▶ ASSIGNMENT: Can you duplicate the part of the oilseed rape article between "Two soil-borne pathogens" and "more than 40%.", inclusive, word for word?

Two soil-borne pathogens may be severely restricting oilseed rape yields, with one researcher saying that extending the length of rotations is seen as the best way of combating these threats.
The two pathogens were first discovered in oilseed rape crops in 2007 and could potentially cut yields by more than 40%.
Alex McCormack, research student at Harper Adams University, has been monitoring the presence of the two novel pathogens, Olpidium brassicae and Pyrenochaeta.
The first can cut yields by 29% in glasshouse experiments and can be spread on trash and tends to build up in short oilseed rape rotations.
The second can cut yields by 42%, again in glasshouse trials, and while it is not affected by rotation it tends to favour alkali soils.
Mr McCormack says this pathogen tends to be seen in sugar beet areas of East Anglia, where heavy liming takes place and soils have a high pH.
As many other arable soils tend to have a lower pH, the pathogen has been seen only at lower levels, but it is potentially a concern as it can delay flowering in oilseed rape crops.
“At the moment the best advice for growers to counter these pathogens is to extend the rotation,” he says.
These pathogens could be one of the reasons there is a 20-25% yield reduction when growing continuous oilseed rape compared with growing the crop on virgin rapeseed land.
There is even a 10% yield reduction when oilseed rape is grown in a one-in-three rotation compared to virgin rapeseed land.

Data entries:
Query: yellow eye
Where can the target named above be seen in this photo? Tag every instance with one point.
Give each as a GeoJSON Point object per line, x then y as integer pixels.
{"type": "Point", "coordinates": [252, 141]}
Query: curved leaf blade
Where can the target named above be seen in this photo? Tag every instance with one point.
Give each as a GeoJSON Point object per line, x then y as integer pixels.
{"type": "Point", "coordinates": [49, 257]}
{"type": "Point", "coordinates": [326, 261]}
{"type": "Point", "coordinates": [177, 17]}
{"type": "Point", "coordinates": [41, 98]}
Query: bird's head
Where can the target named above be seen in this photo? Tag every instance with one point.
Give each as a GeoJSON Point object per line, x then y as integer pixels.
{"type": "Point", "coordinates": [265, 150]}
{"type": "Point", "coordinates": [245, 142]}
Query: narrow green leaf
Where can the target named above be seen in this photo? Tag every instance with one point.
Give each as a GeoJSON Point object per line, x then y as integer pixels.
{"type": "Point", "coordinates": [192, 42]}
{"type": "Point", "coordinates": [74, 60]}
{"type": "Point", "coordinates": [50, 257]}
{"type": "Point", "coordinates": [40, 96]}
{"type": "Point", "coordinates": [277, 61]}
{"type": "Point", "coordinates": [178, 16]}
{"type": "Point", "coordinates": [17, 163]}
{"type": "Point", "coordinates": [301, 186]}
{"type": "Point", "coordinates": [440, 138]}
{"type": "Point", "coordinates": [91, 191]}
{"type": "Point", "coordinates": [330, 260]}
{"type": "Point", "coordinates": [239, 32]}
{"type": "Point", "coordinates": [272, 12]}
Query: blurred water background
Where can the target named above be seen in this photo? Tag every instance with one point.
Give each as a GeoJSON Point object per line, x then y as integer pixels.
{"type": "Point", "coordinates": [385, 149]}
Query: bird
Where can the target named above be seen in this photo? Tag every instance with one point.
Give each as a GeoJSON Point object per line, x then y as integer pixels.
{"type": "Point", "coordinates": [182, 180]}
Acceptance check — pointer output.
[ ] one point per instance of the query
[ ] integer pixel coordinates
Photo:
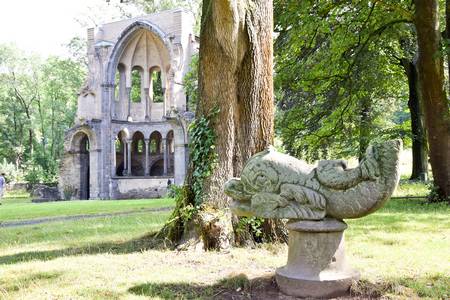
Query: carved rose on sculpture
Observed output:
(275, 185)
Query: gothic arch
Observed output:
(122, 43)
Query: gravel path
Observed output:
(78, 217)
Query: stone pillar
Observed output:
(147, 142)
(114, 160)
(113, 102)
(124, 157)
(146, 93)
(129, 144)
(164, 142)
(128, 89)
(316, 266)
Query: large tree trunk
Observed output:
(235, 75)
(447, 33)
(419, 142)
(235, 78)
(436, 107)
(364, 126)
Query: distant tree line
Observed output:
(37, 104)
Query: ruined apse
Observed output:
(130, 133)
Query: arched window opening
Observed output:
(121, 154)
(84, 145)
(140, 146)
(156, 84)
(155, 142)
(157, 168)
(117, 87)
(170, 153)
(118, 145)
(84, 167)
(153, 147)
(138, 155)
(119, 82)
(136, 83)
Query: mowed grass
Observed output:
(402, 251)
(18, 206)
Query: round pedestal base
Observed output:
(316, 264)
(315, 288)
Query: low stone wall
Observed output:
(18, 186)
(137, 188)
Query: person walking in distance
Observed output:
(2, 186)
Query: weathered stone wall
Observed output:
(164, 40)
(139, 188)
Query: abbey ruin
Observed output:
(130, 134)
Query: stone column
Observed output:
(124, 172)
(128, 89)
(316, 266)
(113, 103)
(146, 92)
(164, 142)
(113, 152)
(129, 144)
(147, 142)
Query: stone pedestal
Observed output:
(316, 264)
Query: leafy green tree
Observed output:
(336, 75)
(37, 104)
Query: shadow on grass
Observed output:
(26, 281)
(233, 287)
(143, 243)
(240, 287)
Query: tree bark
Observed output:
(419, 142)
(235, 77)
(447, 33)
(364, 126)
(436, 106)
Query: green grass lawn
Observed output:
(19, 207)
(402, 251)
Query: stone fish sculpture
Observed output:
(316, 200)
(276, 185)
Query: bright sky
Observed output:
(44, 26)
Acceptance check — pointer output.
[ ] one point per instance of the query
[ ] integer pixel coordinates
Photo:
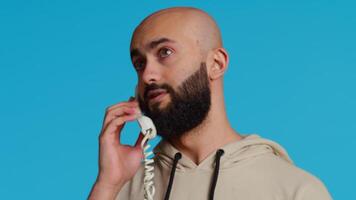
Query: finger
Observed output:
(139, 140)
(119, 111)
(126, 103)
(113, 130)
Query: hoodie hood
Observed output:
(250, 168)
(248, 147)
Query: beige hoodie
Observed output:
(250, 169)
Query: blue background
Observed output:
(291, 79)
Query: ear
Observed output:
(219, 63)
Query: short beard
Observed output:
(188, 108)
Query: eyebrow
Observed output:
(153, 44)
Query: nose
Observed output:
(152, 73)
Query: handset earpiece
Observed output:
(149, 131)
(146, 124)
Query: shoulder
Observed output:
(302, 183)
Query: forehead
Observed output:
(172, 27)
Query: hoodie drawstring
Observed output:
(178, 156)
(219, 153)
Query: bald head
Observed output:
(189, 24)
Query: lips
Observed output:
(152, 94)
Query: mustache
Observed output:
(154, 86)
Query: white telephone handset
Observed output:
(149, 131)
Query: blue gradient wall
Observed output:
(291, 78)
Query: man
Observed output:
(180, 62)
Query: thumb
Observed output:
(139, 140)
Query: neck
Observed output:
(214, 132)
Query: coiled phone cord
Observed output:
(149, 188)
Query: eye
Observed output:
(164, 52)
(139, 64)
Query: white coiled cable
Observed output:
(148, 170)
(149, 131)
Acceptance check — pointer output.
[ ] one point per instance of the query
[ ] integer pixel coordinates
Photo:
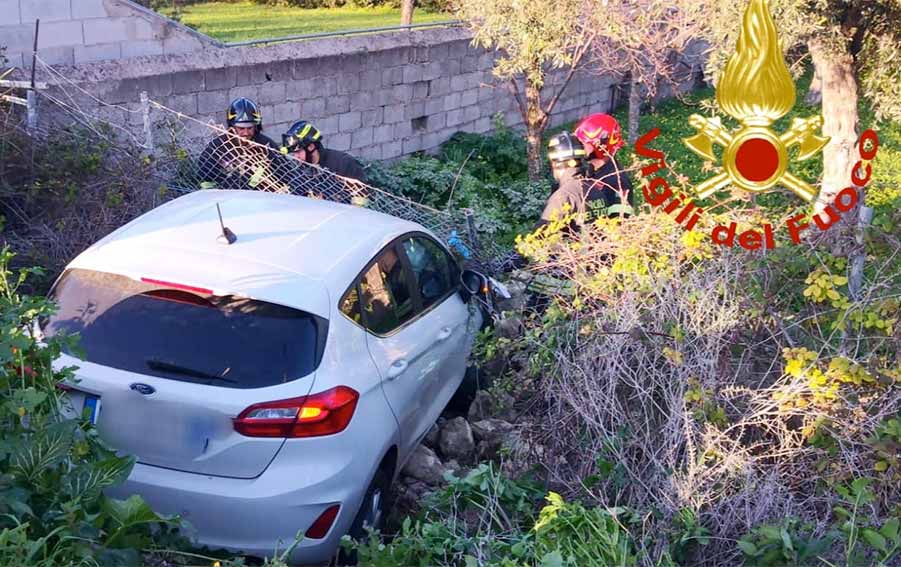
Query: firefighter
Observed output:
(240, 157)
(577, 194)
(303, 141)
(601, 137)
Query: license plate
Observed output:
(92, 405)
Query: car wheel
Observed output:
(371, 514)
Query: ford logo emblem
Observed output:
(145, 389)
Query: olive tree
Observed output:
(855, 46)
(531, 39)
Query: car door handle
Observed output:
(397, 368)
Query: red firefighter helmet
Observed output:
(601, 134)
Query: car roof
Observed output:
(291, 250)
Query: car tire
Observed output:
(373, 510)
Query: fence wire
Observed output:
(185, 154)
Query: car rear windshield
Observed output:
(152, 329)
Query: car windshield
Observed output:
(180, 335)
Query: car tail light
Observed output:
(323, 523)
(324, 413)
(182, 287)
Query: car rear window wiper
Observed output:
(162, 366)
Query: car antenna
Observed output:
(227, 236)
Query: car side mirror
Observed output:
(473, 283)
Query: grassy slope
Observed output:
(240, 21)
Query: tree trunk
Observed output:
(406, 12)
(814, 94)
(536, 122)
(634, 108)
(839, 90)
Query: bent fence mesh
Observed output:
(178, 154)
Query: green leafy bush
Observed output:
(53, 470)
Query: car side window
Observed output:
(433, 268)
(386, 299)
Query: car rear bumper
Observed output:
(257, 516)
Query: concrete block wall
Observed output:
(73, 32)
(379, 96)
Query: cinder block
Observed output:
(382, 134)
(420, 90)
(141, 48)
(370, 153)
(361, 137)
(215, 102)
(218, 79)
(439, 86)
(348, 83)
(414, 110)
(60, 34)
(186, 104)
(313, 108)
(371, 80)
(373, 116)
(349, 121)
(452, 101)
(363, 100)
(459, 83)
(434, 105)
(11, 12)
(393, 149)
(45, 10)
(412, 144)
(402, 93)
(469, 97)
(247, 91)
(106, 30)
(284, 112)
(412, 73)
(452, 67)
(394, 113)
(337, 104)
(102, 52)
(84, 9)
(272, 93)
(433, 70)
(187, 82)
(392, 76)
(455, 117)
(340, 142)
(482, 125)
(54, 56)
(458, 49)
(328, 126)
(402, 130)
(437, 121)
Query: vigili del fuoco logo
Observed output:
(756, 89)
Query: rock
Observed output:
(425, 465)
(456, 441)
(431, 438)
(490, 434)
(487, 405)
(517, 302)
(490, 429)
(508, 327)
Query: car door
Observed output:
(400, 343)
(436, 279)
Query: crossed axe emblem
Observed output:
(756, 158)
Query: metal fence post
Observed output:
(145, 113)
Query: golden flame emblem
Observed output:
(756, 89)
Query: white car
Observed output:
(271, 386)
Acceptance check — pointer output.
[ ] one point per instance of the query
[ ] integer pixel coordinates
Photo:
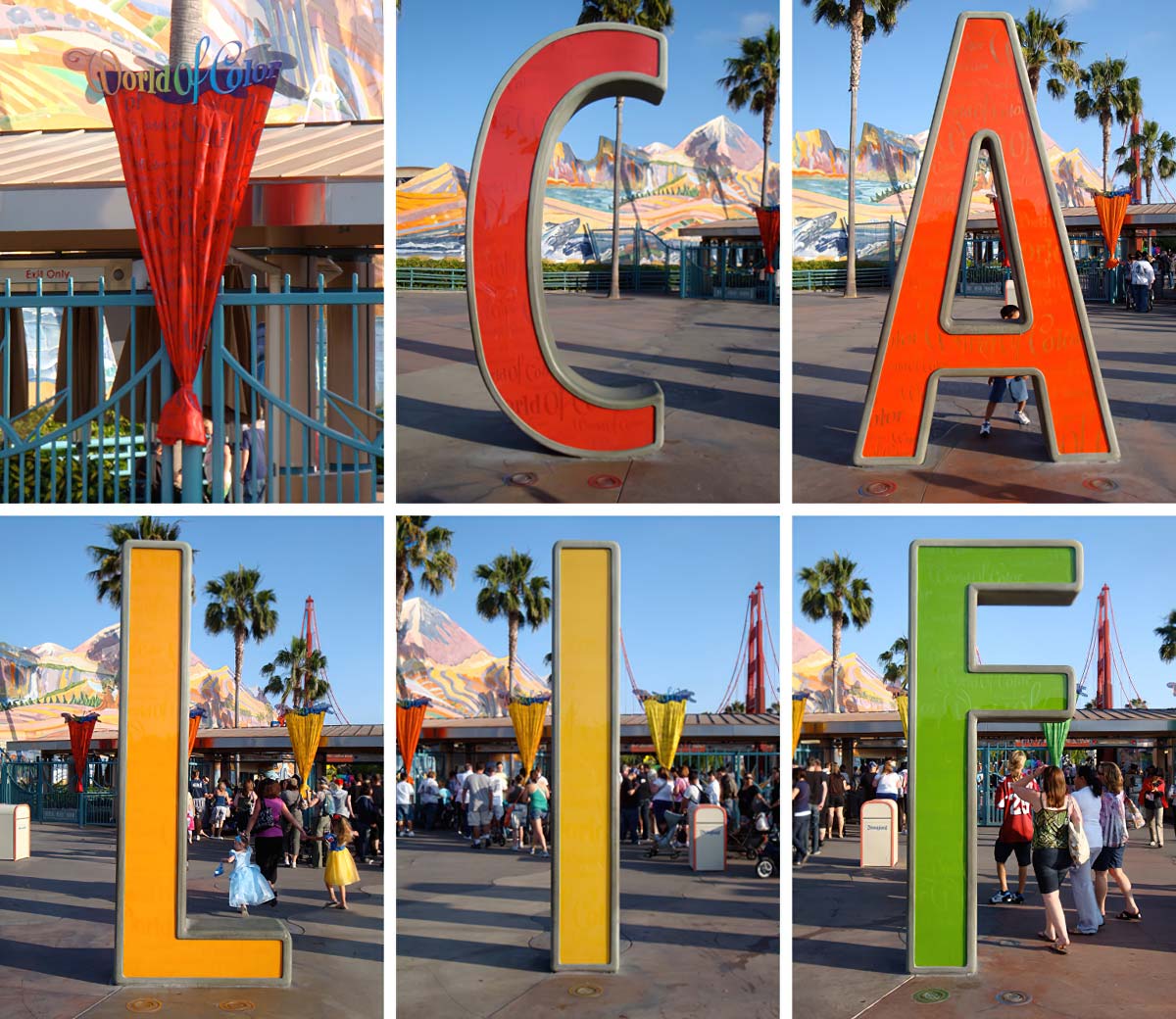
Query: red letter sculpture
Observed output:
(985, 104)
(518, 360)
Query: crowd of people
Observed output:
(486, 805)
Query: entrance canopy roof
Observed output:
(1086, 218)
(70, 182)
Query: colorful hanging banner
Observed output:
(304, 728)
(194, 714)
(410, 719)
(769, 233)
(1111, 211)
(799, 702)
(81, 729)
(665, 716)
(187, 141)
(527, 714)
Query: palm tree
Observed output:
(658, 16)
(295, 676)
(856, 16)
(1046, 48)
(109, 558)
(894, 659)
(1108, 95)
(833, 593)
(1156, 151)
(753, 80)
(509, 589)
(239, 606)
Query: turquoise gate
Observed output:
(292, 381)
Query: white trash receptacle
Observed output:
(880, 834)
(709, 837)
(15, 836)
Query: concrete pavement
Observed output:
(57, 937)
(850, 944)
(473, 938)
(717, 364)
(834, 343)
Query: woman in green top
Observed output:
(538, 791)
(1053, 811)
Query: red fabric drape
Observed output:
(769, 233)
(80, 731)
(1111, 212)
(1000, 225)
(187, 167)
(409, 731)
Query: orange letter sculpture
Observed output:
(518, 360)
(154, 940)
(986, 105)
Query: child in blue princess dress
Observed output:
(247, 887)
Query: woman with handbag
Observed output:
(1056, 816)
(1088, 791)
(1112, 818)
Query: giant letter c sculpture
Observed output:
(516, 354)
(156, 942)
(951, 691)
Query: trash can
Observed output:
(880, 834)
(707, 824)
(15, 831)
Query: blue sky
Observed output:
(336, 560)
(447, 72)
(685, 585)
(901, 73)
(1133, 555)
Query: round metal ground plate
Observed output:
(930, 995)
(583, 990)
(1100, 484)
(605, 481)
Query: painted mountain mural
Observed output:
(887, 167)
(712, 174)
(39, 683)
(438, 658)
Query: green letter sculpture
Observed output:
(951, 691)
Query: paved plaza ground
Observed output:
(717, 364)
(850, 944)
(473, 938)
(834, 345)
(57, 946)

▶ ANSWER FOR THIS EXERCISE:
Two soil-borne pathogens may be severely restricting oilseed rape yields, with one researcher saying that extending the length of rotations is seen as the best way of combating these threats.
The two pathogens were first discovered in oilseed rape crops in 2007 and could potentially cut yields by more than 40%.